_What the task requires_:
Give back, unchanged, the lines of the records below from the line with "Mark the long" up to and including the line with "point(267, 307)".

_Supplied records_:
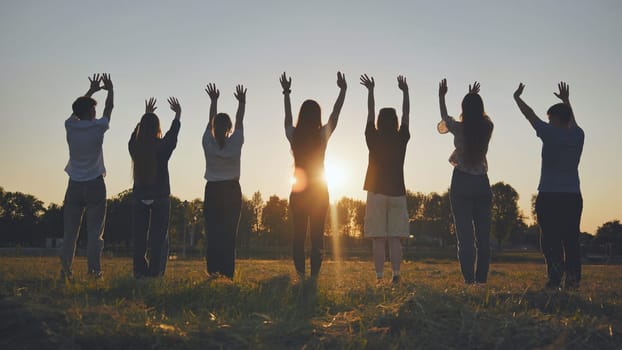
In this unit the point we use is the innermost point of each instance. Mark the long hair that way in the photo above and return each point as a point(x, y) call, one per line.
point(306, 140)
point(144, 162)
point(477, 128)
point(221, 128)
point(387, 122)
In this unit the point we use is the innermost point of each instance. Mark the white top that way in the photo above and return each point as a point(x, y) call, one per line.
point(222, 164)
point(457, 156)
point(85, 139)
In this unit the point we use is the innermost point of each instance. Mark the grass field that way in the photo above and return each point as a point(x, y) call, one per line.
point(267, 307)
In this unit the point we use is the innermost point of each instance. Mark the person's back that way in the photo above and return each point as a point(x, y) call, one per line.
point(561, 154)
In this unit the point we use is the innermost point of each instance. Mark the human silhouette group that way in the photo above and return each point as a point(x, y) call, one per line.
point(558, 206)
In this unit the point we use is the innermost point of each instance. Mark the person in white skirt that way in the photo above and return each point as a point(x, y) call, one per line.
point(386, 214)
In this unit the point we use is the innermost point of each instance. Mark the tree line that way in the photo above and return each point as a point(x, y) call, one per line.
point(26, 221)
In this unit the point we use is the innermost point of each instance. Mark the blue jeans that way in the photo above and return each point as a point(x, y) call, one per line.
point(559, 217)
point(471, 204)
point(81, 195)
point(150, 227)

* * *

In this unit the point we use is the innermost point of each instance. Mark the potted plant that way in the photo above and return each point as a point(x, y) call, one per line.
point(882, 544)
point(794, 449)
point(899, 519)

_Exercise answer_:
In this unit the point we use is the innermost point of each instance. Mark the long hair that way in the photo above and return each point as a point(x, y) call, one per line.
point(306, 140)
point(144, 162)
point(477, 128)
point(221, 128)
point(387, 122)
In this unit the point we use is the innermost point of each instance. Mark the white top that way in the photo above and return each point as a point(x, y) call, one per line.
point(222, 164)
point(457, 156)
point(85, 139)
In this unit the point we use is the innermost point of each instance. Mark the grass field that way in the photo above and return each point as a point(x, y) call, one per line.
point(267, 307)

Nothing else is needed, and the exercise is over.